> [EXERCISE PROMPT]:
The expected answer is every line from the material below that has the word "plate".

> [LISTED ENTRIES]:
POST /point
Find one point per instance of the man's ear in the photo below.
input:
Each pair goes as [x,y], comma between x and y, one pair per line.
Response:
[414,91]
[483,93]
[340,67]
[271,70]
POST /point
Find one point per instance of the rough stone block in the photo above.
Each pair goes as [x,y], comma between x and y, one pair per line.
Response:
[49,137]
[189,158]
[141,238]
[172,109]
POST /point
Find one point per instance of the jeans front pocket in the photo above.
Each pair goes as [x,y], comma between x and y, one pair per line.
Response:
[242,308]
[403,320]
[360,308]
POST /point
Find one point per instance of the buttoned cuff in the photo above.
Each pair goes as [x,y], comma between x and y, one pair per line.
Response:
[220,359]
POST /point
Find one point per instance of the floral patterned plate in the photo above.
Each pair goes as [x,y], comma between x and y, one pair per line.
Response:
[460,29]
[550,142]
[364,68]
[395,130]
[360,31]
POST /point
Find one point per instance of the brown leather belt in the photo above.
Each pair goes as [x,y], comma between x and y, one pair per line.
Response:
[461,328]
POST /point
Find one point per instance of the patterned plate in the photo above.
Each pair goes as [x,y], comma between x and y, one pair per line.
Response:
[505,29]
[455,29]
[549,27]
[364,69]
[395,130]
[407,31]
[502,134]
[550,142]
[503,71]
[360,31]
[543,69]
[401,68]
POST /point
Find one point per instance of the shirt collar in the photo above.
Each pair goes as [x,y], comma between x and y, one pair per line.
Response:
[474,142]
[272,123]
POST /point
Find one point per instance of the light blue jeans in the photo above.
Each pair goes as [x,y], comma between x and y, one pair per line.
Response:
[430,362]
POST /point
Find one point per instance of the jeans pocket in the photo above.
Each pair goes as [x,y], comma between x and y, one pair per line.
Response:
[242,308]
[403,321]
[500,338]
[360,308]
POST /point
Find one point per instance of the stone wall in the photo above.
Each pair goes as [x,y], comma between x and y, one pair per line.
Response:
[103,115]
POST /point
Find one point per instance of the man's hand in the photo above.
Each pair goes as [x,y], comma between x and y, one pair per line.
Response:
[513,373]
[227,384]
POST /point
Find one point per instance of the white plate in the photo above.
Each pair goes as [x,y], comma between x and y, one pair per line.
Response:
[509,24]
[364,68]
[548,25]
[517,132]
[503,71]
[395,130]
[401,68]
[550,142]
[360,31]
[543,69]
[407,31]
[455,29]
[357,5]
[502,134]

> [RESPONSE TO THIS EXERCISE]:
Find one point per instance of the floral patterned plate in the photo above.
Find one point per instance of the patterned plate in the photo above.
Find one point per instance of the white plate in the photo above.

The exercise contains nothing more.